● Objective
Rewrite the items that begin at the line containing "Question. In the picture above, identify the tall" and stop after the line containing "[(123, 59), (81, 61), (102, 62), (212, 4), (21, 62)]", substituting "market awning" for "canopy tent" and leaving everything else unchanged.

● Supplied entries
● ● ● ●

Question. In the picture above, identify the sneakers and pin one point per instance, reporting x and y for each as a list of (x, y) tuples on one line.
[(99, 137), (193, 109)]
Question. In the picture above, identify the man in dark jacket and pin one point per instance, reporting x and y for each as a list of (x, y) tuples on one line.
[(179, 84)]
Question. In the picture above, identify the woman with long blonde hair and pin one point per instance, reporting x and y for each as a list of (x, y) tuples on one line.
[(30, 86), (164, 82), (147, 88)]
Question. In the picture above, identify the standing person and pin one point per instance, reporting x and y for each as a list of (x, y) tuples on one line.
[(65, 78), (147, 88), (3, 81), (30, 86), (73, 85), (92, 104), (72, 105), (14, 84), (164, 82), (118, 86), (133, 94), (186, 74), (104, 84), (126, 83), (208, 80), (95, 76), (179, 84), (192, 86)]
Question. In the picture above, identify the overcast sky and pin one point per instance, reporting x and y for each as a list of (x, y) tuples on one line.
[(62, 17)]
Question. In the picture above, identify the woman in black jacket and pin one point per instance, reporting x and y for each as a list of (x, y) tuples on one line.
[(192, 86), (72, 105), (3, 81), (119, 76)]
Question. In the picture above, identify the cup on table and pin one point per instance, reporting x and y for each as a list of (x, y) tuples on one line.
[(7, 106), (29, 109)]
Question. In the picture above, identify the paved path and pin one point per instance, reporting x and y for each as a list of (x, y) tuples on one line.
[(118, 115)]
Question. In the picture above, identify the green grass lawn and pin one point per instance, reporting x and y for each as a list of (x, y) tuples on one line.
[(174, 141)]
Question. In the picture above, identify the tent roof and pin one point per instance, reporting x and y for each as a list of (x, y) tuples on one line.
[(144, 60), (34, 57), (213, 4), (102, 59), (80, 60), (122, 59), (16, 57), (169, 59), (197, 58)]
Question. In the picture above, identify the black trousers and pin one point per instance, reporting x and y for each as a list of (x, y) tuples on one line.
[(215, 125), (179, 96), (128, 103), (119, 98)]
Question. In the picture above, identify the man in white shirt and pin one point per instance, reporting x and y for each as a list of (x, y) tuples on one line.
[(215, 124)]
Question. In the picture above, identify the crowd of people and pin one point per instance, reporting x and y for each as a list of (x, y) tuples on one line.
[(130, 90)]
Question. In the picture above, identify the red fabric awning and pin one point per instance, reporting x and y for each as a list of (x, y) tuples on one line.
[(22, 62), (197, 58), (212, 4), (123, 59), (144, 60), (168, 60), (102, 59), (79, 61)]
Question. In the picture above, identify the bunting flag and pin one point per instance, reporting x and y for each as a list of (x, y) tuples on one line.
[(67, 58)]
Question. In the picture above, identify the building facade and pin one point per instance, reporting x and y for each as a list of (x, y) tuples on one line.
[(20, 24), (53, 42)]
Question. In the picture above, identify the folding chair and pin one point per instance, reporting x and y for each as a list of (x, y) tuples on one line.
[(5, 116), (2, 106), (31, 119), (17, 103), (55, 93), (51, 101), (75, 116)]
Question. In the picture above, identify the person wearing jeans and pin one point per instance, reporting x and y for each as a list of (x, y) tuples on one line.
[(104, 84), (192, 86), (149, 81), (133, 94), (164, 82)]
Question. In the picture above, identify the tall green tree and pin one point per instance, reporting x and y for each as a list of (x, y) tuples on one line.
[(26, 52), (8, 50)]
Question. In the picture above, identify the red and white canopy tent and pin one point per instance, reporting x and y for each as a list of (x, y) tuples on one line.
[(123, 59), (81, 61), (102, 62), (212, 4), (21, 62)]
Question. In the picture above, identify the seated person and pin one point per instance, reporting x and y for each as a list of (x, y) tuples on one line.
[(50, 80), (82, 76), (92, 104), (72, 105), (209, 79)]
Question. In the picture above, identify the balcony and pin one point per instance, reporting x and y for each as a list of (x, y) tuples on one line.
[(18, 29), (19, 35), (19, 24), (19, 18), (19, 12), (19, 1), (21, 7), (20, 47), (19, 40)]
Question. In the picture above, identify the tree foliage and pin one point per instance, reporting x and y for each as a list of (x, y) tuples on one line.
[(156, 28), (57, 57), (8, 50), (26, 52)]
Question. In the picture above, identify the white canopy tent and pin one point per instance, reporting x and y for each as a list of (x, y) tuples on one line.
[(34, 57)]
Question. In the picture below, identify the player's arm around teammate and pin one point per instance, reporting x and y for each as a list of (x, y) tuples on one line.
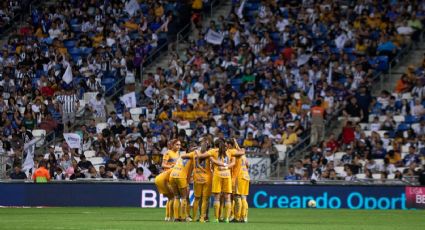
[(222, 182)]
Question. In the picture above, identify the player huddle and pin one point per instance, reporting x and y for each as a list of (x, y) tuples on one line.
[(220, 170)]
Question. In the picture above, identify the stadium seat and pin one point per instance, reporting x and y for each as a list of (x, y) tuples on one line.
[(281, 149), (88, 96), (96, 160), (339, 170), (101, 126), (183, 125), (90, 154), (361, 176), (407, 96), (136, 112), (338, 156), (41, 134), (188, 132), (364, 126), (22, 110), (399, 118), (192, 96)]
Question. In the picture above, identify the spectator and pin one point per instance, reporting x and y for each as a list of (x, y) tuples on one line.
[(41, 175), (292, 176), (289, 137), (17, 174), (317, 127), (411, 157), (84, 164), (139, 175)]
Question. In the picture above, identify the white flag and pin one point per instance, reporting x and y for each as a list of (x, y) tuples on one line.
[(67, 76), (302, 59), (214, 37), (129, 100), (310, 93), (340, 41), (330, 73), (73, 140), (240, 9), (146, 172), (29, 148), (131, 7)]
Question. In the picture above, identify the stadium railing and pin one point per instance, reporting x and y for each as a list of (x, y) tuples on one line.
[(411, 180)]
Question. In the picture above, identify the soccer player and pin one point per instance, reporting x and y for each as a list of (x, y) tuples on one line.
[(222, 182), (241, 189), (161, 181), (179, 184), (236, 152), (202, 180)]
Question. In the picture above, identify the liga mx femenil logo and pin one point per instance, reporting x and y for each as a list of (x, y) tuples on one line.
[(415, 197)]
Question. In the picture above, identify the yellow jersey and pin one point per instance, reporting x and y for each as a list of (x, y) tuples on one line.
[(226, 159), (244, 172), (238, 164), (202, 172), (182, 168), (170, 158)]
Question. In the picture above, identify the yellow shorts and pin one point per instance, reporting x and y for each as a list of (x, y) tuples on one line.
[(242, 187), (178, 183), (161, 182), (202, 190), (221, 185)]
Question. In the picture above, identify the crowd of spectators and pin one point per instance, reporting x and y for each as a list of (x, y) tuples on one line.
[(383, 135), (253, 76), (68, 49), (9, 10)]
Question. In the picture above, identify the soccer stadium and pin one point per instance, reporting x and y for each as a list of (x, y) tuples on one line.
[(232, 114)]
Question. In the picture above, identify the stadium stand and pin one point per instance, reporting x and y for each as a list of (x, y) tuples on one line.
[(253, 75)]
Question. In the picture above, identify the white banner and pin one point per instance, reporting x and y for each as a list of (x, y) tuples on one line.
[(214, 37), (129, 100), (67, 76), (73, 140), (131, 7), (259, 168)]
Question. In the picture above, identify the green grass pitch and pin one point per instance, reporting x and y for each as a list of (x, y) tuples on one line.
[(152, 219)]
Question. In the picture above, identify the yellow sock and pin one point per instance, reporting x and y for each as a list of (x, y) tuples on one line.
[(232, 209), (227, 209), (170, 208), (183, 209), (167, 209), (244, 213), (176, 208), (195, 208), (238, 208), (216, 210), (187, 207), (204, 207)]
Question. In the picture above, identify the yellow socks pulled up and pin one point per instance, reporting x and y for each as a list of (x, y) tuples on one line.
[(227, 210), (238, 208), (176, 208), (196, 208), (216, 210)]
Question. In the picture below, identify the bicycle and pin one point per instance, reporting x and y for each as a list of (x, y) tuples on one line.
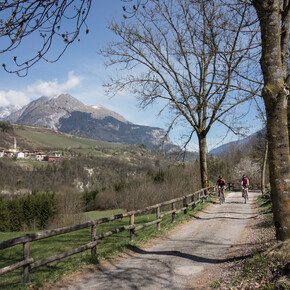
[(221, 194), (244, 194)]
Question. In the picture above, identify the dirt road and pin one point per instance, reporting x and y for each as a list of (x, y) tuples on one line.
[(174, 262)]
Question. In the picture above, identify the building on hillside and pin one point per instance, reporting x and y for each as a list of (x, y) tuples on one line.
[(20, 155), (52, 158), (40, 156), (9, 153)]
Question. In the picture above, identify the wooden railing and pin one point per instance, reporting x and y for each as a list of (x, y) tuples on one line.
[(28, 262), (237, 186)]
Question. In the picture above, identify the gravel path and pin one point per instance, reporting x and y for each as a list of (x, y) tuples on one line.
[(174, 262)]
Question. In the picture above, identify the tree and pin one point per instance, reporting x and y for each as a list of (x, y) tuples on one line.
[(191, 55), (49, 19), (274, 17)]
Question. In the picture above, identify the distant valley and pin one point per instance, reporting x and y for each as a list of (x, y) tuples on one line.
[(66, 114)]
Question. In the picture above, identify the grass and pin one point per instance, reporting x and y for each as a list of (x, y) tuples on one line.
[(46, 138), (107, 247), (268, 266)]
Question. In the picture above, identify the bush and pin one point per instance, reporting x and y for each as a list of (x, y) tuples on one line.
[(27, 212)]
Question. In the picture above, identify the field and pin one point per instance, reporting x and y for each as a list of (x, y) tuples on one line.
[(52, 246), (46, 138)]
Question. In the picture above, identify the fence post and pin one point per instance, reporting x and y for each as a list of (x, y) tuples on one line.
[(26, 268), (185, 205), (173, 214), (158, 217), (93, 238), (132, 231), (192, 200)]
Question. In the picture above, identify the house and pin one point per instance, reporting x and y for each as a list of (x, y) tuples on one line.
[(40, 156), (20, 155), (51, 158), (9, 153)]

● ● ● ●

● Response to the task
Question. In the picture above, identify the tall green tree and pin one point per instance, reporting x and y for each as a list of (x, y) tuples on one line.
[(26, 52), (8, 50)]
Question. In the picture above, identify the red and white market awning and pin one point per instance, reporting x and y for each as a list of (x, y) tuples on one line.
[(123, 59), (81, 61), (102, 62), (212, 4), (21, 62)]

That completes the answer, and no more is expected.